(Excerpt to read)
Blogs

Delay Surgery By 7 Weeks After Covid Diagnosis: Study

By - AMS posted Apr 21, 2021 01:35 PM

  

Seven weeks appears to be the ideal amount of time to delay surgery, when possible, after someone tests positive for COVID-19, researchers in the United Kingdom report.

Risk fof death was about 3.5 to 4 times higher in the first 6 weeks after surgery among more than 3000 people with a COVID-19 diagnosis compared with patients without COVID-19. After 7 weeks, the 30-day mortality rate dropped to normal levels.

The study was published online March 9, in Anaesthesia.

Surgery should be further delayed for people who remain symptomatic 7 weeks after diagnosis, lead author Dmitri Nepogodiev, told Medscape.

The study did not look at best options for long-haul COVID-19 patients, said Nepogodiev, research fellow at the NIHR Global Health Research Unit on Global Surgery at the University of Birmingham in the United Kingdom. He suggests that be the focus of another study.

The international, multicenter, study is notable for its sheer size — more than 15,000 investigators reported outcomes for 140,231 surgical patients from 1,674 hospitals across 116 countries. In all, 2.2% of these patients tested positive for coronavirus prior to surgery.

Surgery of any type performed in October 2020 was assessed. A greater proportion of patients with a preoperative COVID-19 diagnosis had emergency surgery, 44%, compared with 30% of people who never had a COVID-19 diagnosis.

Most patients were asymptomatic at the time of surgery, either because they never experienced COVID-19 symptoms or their symptoms resolved

THE ‘WHY’ REMAINS UNKNOWN

The reasons for the association between a COVID-19 diagnosis and higher postoperative death rates remain unknown. However, Nepogodiev said that it could be related to “some degree of lung injury, even if patients are initially asymptomatic.”

Intubation and mechanical ventilation during surgery could exacerbate the existing lung injury, he said, thereby leading to more severe COVID-19.

(Supplied data)
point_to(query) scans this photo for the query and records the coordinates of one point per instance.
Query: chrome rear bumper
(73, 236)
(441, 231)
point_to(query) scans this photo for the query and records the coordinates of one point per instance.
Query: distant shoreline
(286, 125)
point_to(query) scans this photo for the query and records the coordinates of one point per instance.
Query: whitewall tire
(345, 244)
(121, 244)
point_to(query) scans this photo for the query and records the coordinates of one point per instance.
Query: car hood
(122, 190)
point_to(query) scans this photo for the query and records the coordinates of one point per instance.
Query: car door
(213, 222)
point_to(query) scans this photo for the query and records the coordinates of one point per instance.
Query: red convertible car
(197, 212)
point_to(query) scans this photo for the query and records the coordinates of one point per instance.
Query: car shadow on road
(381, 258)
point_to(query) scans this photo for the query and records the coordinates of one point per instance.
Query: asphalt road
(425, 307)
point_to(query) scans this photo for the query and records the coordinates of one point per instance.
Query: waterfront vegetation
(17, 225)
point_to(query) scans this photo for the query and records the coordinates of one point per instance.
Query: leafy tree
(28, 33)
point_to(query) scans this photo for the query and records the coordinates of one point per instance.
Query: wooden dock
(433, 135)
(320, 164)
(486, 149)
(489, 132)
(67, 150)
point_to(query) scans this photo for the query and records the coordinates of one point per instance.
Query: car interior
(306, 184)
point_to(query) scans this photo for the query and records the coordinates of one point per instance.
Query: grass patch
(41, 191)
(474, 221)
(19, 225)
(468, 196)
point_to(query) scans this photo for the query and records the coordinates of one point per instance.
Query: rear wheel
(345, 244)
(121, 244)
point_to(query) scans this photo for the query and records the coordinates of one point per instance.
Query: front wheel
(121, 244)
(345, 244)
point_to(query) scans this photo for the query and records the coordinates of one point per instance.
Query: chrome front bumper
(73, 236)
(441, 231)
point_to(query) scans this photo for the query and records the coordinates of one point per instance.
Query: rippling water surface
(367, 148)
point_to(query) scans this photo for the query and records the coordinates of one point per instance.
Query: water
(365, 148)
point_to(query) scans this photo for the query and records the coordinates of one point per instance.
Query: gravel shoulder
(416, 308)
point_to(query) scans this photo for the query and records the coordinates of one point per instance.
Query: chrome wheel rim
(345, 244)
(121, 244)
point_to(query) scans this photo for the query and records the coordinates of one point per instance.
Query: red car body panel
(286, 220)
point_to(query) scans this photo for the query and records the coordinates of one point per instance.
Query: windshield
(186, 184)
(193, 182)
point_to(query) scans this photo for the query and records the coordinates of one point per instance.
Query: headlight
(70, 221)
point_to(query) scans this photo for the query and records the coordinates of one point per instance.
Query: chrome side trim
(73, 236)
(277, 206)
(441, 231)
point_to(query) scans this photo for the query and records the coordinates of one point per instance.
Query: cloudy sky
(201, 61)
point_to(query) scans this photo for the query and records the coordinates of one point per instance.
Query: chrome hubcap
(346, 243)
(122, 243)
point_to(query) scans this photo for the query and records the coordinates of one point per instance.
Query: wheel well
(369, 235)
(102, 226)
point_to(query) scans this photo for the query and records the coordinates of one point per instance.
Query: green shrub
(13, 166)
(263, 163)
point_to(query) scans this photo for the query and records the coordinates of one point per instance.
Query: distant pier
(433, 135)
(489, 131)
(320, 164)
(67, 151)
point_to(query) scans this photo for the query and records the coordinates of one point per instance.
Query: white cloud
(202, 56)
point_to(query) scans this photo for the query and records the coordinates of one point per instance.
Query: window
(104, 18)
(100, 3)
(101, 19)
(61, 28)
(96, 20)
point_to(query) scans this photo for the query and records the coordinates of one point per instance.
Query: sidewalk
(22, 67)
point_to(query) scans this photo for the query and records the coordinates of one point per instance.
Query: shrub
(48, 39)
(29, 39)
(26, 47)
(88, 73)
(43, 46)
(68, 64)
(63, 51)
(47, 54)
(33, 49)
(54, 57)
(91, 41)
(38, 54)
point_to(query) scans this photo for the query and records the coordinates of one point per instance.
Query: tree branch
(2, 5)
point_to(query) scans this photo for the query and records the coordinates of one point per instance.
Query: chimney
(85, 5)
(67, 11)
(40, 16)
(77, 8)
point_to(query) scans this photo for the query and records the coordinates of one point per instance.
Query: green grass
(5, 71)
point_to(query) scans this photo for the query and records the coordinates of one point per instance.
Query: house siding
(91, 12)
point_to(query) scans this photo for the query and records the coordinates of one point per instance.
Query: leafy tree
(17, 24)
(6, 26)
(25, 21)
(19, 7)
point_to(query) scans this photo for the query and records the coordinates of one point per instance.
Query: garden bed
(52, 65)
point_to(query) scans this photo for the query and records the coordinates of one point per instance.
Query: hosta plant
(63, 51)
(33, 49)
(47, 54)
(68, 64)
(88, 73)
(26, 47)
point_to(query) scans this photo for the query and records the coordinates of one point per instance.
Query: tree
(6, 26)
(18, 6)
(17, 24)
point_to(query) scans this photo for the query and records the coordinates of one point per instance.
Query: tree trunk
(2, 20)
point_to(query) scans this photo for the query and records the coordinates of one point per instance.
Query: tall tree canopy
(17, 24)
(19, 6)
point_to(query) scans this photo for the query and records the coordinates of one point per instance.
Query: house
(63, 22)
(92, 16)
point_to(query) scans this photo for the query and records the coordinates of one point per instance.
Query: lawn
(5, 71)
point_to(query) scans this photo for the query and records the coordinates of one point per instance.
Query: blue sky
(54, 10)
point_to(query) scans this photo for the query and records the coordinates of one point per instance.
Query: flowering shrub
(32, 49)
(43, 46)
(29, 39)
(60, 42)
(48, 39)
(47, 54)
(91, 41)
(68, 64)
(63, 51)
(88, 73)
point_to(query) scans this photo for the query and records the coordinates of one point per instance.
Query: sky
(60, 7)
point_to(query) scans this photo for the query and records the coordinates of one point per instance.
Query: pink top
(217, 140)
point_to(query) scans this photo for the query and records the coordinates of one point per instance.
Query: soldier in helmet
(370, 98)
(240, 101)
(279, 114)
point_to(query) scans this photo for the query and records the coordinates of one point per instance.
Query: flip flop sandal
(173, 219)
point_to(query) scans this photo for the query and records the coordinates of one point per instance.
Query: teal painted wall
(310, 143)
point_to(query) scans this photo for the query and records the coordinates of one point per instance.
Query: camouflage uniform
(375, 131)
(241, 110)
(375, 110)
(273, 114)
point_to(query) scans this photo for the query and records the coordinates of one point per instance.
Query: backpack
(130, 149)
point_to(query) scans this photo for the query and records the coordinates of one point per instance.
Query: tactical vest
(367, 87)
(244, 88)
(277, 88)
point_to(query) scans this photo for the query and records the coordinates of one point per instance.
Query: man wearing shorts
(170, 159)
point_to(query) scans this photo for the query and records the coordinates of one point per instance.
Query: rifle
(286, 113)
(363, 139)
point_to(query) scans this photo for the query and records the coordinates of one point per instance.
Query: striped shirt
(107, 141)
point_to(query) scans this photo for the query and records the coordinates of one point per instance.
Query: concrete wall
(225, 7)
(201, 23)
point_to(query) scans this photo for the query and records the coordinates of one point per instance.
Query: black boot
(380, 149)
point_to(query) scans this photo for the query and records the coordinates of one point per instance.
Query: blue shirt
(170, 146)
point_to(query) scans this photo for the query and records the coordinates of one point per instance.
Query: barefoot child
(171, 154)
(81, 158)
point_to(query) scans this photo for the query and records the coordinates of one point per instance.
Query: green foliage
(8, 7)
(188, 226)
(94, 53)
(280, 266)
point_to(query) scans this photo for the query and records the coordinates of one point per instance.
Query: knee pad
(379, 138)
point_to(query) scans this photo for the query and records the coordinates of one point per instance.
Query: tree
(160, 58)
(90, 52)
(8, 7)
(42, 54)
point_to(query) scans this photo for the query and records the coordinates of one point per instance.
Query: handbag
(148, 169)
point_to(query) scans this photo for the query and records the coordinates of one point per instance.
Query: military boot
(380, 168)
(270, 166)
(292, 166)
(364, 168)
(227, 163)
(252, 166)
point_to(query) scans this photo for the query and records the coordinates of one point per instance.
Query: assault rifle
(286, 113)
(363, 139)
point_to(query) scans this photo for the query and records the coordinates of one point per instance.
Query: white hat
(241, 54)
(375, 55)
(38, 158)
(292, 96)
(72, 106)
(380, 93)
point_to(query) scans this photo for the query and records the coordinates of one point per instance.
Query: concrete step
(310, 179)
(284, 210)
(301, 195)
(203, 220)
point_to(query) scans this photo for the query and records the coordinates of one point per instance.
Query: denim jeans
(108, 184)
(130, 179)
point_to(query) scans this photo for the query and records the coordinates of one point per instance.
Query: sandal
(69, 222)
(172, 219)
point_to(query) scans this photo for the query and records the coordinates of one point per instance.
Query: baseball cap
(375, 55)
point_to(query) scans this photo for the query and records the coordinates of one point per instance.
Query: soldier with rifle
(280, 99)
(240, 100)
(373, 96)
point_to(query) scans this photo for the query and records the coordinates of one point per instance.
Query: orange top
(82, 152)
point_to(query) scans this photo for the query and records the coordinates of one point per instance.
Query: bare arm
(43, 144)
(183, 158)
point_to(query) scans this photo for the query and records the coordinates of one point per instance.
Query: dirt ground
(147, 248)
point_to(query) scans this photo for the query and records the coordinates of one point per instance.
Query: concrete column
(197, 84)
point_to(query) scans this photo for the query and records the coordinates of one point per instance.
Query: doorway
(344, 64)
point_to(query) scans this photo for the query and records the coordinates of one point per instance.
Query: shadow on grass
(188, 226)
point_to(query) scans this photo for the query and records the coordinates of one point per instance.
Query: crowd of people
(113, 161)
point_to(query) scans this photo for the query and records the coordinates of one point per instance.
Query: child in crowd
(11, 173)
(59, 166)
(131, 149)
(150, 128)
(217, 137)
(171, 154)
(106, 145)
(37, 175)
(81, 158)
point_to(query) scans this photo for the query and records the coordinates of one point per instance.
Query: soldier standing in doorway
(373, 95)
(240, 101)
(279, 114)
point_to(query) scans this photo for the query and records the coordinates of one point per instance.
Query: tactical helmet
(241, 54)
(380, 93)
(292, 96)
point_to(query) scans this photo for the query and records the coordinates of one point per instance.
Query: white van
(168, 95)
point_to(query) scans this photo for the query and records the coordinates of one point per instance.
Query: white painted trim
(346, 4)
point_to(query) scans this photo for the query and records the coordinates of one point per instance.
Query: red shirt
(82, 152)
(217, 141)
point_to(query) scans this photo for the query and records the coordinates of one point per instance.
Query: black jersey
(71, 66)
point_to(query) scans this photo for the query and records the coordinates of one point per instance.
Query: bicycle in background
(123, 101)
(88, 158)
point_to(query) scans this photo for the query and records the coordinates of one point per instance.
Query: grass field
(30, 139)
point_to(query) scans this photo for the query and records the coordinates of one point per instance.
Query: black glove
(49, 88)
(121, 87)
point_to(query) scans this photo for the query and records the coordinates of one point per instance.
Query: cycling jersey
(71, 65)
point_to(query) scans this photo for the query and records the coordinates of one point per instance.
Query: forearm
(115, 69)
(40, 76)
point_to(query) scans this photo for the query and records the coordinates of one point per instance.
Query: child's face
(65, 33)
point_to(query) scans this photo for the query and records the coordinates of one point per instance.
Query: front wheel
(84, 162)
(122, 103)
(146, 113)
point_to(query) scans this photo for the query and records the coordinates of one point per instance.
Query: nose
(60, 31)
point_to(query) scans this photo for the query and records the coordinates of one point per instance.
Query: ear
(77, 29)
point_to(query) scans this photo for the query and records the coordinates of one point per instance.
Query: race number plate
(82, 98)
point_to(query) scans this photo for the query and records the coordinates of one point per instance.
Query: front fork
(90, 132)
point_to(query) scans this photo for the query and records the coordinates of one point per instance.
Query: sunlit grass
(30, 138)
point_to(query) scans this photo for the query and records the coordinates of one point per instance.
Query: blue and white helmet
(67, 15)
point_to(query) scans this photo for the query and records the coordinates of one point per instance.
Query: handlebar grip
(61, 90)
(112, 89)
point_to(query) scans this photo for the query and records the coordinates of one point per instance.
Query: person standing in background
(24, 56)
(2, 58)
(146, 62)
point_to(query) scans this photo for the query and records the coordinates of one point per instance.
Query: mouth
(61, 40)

(What you should do)
Carry the article on delaying surgery after a COVID-19 diagnosis further, beginning after its last sentence. The lines above are separate material, unconnected to the article on delaying surgery after a COVID-19 diagnosis.

(Written response)
In fact, Nepogodiev and colleagues found that lung complications after surgery followed a pattern similar to the findings on death. They reported higher rates of pneumonia, acute respiratory distress syndrome, and unexpected breathing problems in the first 6 weeks following a COVID-19 diagnosis. Again, at 7 weeks and beyond, the rates returned to be relatively the same as those for people who never had COVID-19.

“Waiting for 7 or more weeks may allow time for the initial COVID-19 injury to resolve,” Nepogodiev said.

‘AN IMPORTANT STUDY’

Adrian Diaz, MD, MPH, told Medscape that Nepogodiev’s study was “important.”.

Diaz, from the University of Michigan Institute for Healthcare Policy and Innovation in Ann Arbor,. was lead author of a June 2020 review article on elective surgery in the time of COVID-19, published in TheAmerican Journal of Surgery.

“As with nearly all studies of this nature, results must be interpreted on a case-by-case basis for individual patients. However, this study does add important information for patients and providers in helping them have an informed discussion on the timing of surgery,” said Diaz, who is also a fellow in the Center for Healthcare Outcomes and Policy and a resident in general surgery at Ohio State University.

Nepogodiev and colleagues included both urgent and elective surgeries in the study. Diaz said this was a potential limitation because emergency operations “should never be delayed, by definition.” In addition, there is a lack of details on the types of surgeries and information on cause of death in the study.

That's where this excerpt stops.